CHALLENGES »
1. For each statement below, say yes or no on whether it agrees with the introduction on privacy amplification, and quote the words of the introduction that decide it. (a) Practical QKD systems consist mainly of two phases. (b) H. Zhang and coauthors split T into smaller blocks. (c) Error correction is called the most significant post-processing procedure.
2. Name every researcher the introduction on privacy amplification credits with a PA scheme or partition strategy.
3. Please rewrite the paragraph of the introduction on privacy amplification that begins "Nowadays, state-of-art academic QKD experiments" as a short bulleted list that keeps its main facts.

EXCERPT PROVIDED »
Introduction

Quantum Key Distribution (QKD), which based on the fundamental quantum mechanics, can generate the information-theoretical secure (ITS) keys for distant communication parties1,2,3. Practical QKD systems are mainly composed of two phases: the quantum communication phase and the post-processing phase4,5. In the post-processing phase, partial information about the secure key may still be leaked to the eavesdropper Eve after the key/basis sifting and error correction procedures. Privacy amplification (PA), the most significant post-processing procedure, coverts the weak secure correlated key to a uniform and ITS key to Eve6,7,8.

Given the input weak secure key W with length of n and the security level ε, the optimal PA scheme in theory can be achieved with (dual) universal hash functions using Toeplitz kind of matrix (T) with computational complexity of O(nlogn)9, and the length of consumed random seed in PA is αn, with min-entropy of αn + O(1), α (0,1]10,11,12,13.

Nowadays, state-of-art academic QKD experiments are performed with several GHz pulse rates14,15,16,17,18, advanced multiplexing technologies19,20 and extracts secure keys even with high-dimensional scenarios21,22,23. Meanwhile, a rigorous statistical fluctuation analysis has to be performed to remove the finite-size key effects on the final secure key24,25. Therefore, a high throughput and large-scale (usually larger than several Megabits) PA scheme has to be implemented to real-time extract the secure key with achievable generation rate close to the asymptotic (infinite-key) limit.

The simplest implementation idea of a large-scaled PA scheme is directly performing multiplication operation between W and T, resulting in the computational complexity with O(n2). However, such matrix-vector multiplication is very suitable to be implemented with Field-Programmable Gate Array (FPGA) platform. H. Zhang et al. firstly divided T into many smaller blocks and proposed a block parallel PA scheme to speedup the Toeplitz hashing procedure26. S. Yang et al.27 and J. Constantin et al.28 proposed advanced block partition strategies to reduce the overhead of multiplication operations respectively, resulting in the throughput around 64 Mbps with input scale of 1 megabits27.

DATA RECORDS »
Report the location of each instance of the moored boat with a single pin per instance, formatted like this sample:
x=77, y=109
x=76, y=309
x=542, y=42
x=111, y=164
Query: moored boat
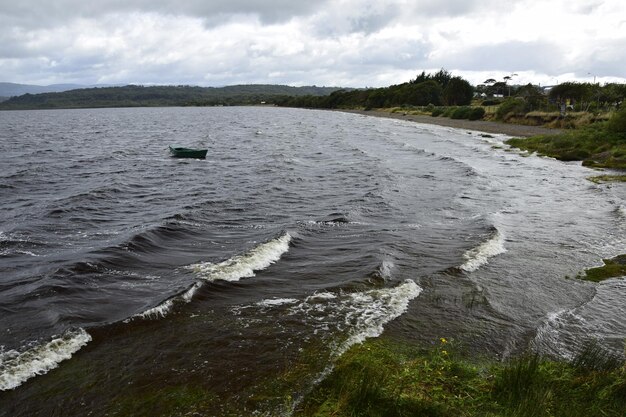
x=180, y=152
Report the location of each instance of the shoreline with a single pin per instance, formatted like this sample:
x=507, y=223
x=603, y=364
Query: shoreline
x=477, y=125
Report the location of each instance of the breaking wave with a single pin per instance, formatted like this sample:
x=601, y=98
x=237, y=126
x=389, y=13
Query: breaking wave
x=480, y=255
x=243, y=266
x=17, y=367
x=233, y=269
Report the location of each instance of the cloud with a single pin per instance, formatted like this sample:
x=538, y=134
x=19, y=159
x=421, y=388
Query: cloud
x=341, y=42
x=510, y=56
x=37, y=13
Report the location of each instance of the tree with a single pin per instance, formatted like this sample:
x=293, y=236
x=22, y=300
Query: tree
x=458, y=92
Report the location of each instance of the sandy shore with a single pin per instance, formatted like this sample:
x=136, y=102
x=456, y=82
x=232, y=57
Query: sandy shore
x=478, y=125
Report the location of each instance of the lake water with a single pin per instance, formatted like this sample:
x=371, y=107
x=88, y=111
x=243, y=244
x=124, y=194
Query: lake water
x=126, y=274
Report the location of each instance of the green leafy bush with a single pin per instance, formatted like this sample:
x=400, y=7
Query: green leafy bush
x=461, y=113
x=477, y=113
x=508, y=107
x=617, y=122
x=438, y=111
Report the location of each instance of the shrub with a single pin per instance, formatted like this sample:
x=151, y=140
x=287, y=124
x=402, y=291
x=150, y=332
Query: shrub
x=617, y=122
x=477, y=113
x=461, y=113
x=437, y=112
x=448, y=111
x=508, y=107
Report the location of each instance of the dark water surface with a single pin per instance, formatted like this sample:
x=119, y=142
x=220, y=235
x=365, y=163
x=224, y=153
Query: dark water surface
x=127, y=275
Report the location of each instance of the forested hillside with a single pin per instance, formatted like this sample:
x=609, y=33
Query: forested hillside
x=140, y=96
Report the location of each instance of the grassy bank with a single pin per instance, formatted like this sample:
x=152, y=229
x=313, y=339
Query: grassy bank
x=382, y=378
x=600, y=145
x=615, y=267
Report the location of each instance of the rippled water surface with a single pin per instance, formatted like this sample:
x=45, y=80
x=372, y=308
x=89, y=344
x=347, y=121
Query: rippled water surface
x=126, y=274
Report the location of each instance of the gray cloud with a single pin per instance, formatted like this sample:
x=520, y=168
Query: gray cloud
x=510, y=57
x=339, y=42
x=37, y=13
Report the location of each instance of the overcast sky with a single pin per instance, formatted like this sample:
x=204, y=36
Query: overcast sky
x=348, y=43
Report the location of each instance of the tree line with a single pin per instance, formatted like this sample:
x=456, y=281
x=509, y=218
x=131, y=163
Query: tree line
x=440, y=88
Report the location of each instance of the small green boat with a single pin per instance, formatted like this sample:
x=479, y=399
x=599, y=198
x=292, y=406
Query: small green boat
x=188, y=152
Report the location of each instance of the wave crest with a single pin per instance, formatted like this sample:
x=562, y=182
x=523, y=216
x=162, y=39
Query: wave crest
x=480, y=255
x=244, y=266
x=16, y=367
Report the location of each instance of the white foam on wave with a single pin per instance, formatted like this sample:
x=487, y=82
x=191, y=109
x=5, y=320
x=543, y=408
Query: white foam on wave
x=373, y=309
x=165, y=307
x=480, y=255
x=17, y=367
x=233, y=269
x=272, y=302
x=359, y=315
x=244, y=266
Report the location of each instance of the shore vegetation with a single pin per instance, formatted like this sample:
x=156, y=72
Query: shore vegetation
x=599, y=145
x=384, y=378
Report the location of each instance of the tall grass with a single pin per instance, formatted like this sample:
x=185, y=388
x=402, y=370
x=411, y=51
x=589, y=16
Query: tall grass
x=380, y=378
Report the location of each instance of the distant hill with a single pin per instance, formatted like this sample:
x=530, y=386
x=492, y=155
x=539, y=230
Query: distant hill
x=11, y=89
x=140, y=96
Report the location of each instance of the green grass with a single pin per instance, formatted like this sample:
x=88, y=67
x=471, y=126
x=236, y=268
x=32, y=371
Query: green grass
x=595, y=145
x=383, y=378
x=615, y=267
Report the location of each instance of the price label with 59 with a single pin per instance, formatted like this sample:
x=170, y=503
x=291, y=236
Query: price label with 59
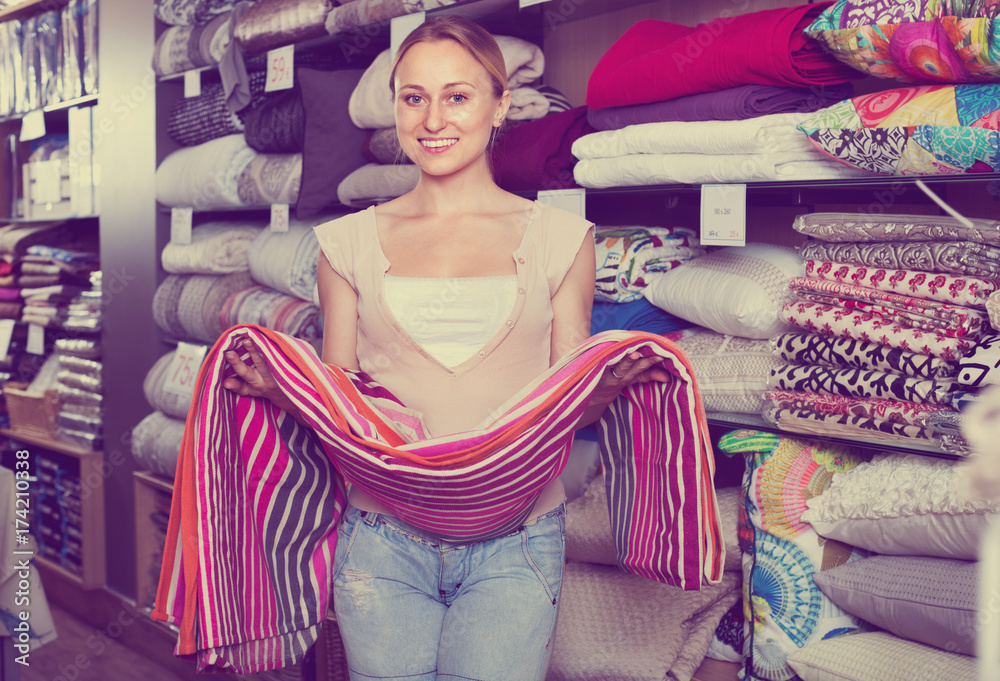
x=183, y=370
x=280, y=69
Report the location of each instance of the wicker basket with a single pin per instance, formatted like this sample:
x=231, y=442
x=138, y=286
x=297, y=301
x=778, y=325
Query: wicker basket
x=31, y=414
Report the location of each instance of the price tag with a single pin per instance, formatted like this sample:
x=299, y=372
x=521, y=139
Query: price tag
x=279, y=217
x=6, y=333
x=723, y=214
x=180, y=225
x=280, y=69
x=36, y=339
x=400, y=27
x=33, y=125
x=573, y=200
x=192, y=83
x=183, y=370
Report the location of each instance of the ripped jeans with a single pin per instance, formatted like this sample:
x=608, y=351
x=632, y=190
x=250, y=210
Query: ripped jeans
x=417, y=608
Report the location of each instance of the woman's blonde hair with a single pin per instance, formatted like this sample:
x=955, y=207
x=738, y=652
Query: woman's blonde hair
x=476, y=40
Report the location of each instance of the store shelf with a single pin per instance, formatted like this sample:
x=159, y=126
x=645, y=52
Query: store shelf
x=51, y=445
x=739, y=421
x=88, y=100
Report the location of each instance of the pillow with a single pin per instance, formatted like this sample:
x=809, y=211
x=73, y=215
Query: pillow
x=731, y=371
x=981, y=365
x=783, y=607
x=930, y=600
x=734, y=290
x=909, y=42
x=903, y=504
x=879, y=656
x=331, y=142
x=922, y=130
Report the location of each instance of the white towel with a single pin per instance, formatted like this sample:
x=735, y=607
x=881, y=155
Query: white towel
x=371, y=101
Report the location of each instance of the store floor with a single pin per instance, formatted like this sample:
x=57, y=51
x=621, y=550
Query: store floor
x=79, y=653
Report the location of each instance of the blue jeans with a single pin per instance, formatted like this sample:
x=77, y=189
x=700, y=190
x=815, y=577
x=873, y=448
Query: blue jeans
x=416, y=608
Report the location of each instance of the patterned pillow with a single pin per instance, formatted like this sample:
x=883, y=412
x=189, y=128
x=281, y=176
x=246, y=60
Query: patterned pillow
x=784, y=609
x=910, y=42
x=921, y=130
x=930, y=600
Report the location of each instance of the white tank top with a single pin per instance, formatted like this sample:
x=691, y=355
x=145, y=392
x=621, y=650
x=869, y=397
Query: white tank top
x=451, y=318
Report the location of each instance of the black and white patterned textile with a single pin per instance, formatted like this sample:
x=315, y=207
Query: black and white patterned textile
x=831, y=351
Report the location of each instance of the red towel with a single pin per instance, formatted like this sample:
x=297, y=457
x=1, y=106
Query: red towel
x=657, y=60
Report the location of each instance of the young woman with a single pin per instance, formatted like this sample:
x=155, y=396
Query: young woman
x=453, y=296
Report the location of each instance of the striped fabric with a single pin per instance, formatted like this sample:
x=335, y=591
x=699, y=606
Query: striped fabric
x=249, y=554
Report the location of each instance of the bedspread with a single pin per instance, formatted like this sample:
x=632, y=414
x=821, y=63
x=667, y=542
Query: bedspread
x=260, y=605
x=947, y=288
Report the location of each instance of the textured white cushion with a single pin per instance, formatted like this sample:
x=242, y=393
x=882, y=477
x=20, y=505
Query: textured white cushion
x=879, y=656
x=735, y=290
x=903, y=504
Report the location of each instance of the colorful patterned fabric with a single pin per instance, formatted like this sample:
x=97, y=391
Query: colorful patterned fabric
x=921, y=130
x=917, y=313
x=784, y=609
x=823, y=350
x=628, y=256
x=886, y=227
x=850, y=426
x=860, y=383
x=843, y=323
x=946, y=288
x=910, y=413
x=945, y=257
x=247, y=581
x=922, y=41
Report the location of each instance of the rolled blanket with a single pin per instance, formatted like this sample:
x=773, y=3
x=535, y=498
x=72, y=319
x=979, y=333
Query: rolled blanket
x=657, y=60
x=272, y=23
x=823, y=350
x=170, y=403
x=764, y=135
x=156, y=443
x=841, y=322
x=628, y=256
x=373, y=181
x=916, y=313
x=958, y=290
x=371, y=101
x=205, y=176
x=655, y=169
x=286, y=261
x=215, y=248
x=664, y=511
x=732, y=104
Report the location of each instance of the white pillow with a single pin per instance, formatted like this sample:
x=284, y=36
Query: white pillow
x=903, y=504
x=734, y=290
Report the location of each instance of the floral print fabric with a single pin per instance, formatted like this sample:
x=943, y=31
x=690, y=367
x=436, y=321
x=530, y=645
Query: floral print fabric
x=837, y=321
x=914, y=41
x=948, y=257
x=921, y=130
x=967, y=291
x=823, y=350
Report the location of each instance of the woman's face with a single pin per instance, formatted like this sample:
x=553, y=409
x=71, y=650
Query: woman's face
x=445, y=107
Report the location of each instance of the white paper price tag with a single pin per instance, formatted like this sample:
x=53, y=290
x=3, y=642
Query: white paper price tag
x=723, y=214
x=180, y=225
x=36, y=339
x=279, y=217
x=33, y=125
x=573, y=200
x=192, y=83
x=183, y=370
x=6, y=333
x=401, y=26
x=280, y=69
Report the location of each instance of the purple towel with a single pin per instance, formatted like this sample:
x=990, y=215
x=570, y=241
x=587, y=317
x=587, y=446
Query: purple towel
x=734, y=104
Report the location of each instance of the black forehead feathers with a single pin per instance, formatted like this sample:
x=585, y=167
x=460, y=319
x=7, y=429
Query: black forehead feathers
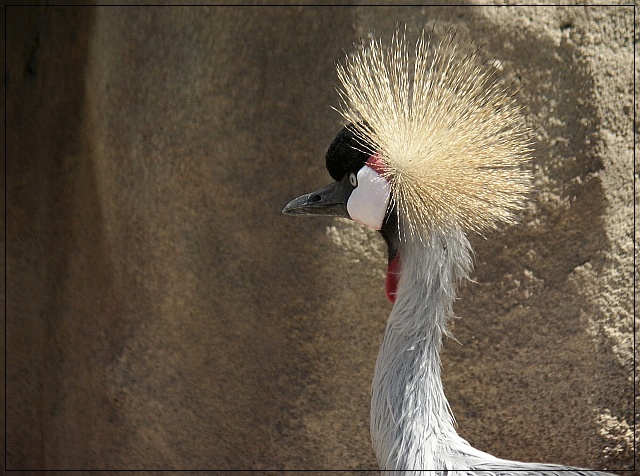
x=345, y=154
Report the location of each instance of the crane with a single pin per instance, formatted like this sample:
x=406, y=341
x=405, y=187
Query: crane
x=434, y=147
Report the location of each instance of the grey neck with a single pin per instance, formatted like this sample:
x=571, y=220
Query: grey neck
x=411, y=423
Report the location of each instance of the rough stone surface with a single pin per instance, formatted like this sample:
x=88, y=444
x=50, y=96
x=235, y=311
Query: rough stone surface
x=162, y=314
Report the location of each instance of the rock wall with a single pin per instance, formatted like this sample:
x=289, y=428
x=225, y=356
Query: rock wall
x=163, y=314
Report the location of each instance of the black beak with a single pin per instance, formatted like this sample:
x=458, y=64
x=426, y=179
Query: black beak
x=328, y=201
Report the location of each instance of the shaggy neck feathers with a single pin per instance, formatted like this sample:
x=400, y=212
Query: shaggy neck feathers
x=411, y=423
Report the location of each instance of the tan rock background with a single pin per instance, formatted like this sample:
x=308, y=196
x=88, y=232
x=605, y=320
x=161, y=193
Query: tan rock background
x=162, y=314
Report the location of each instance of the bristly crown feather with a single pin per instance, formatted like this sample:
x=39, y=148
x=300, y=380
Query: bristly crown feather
x=450, y=134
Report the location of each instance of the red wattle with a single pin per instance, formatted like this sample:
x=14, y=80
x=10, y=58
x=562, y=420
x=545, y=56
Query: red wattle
x=376, y=163
x=393, y=276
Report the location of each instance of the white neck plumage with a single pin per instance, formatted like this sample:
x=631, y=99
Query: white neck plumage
x=412, y=426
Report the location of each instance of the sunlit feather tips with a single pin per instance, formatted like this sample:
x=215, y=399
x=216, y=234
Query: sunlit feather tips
x=450, y=133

ANSWERS BELOW »
1.
(a) Yes: "Practical QKD systems are mainly composed of two phases: the quantum communication phase and the post-processing phase"
(b) Yes: "H. Zhang et al. firstly divided T into many smaller blocks"
(c) No: "Privacy amplification (PA), the most significant post-processing procedure"

2. H. Zhang, S. Yang, J. Constantin

3.
- Current academic QKD experiments run at pulse rates of several GHz.
- They use advanced multiplexing technologies and extract secure keys even in high-dimensional scenarios.
- A rigorous statistical fluctuation analysis is required to remove finite-size key effects on the final secure key.
- As a result, a high-throughput, large-scale PA scheme (usually larger than several megabits) must be implemented to extract the secure key in real time, at a generation rate close to the asymptotic (infinite-key) limit.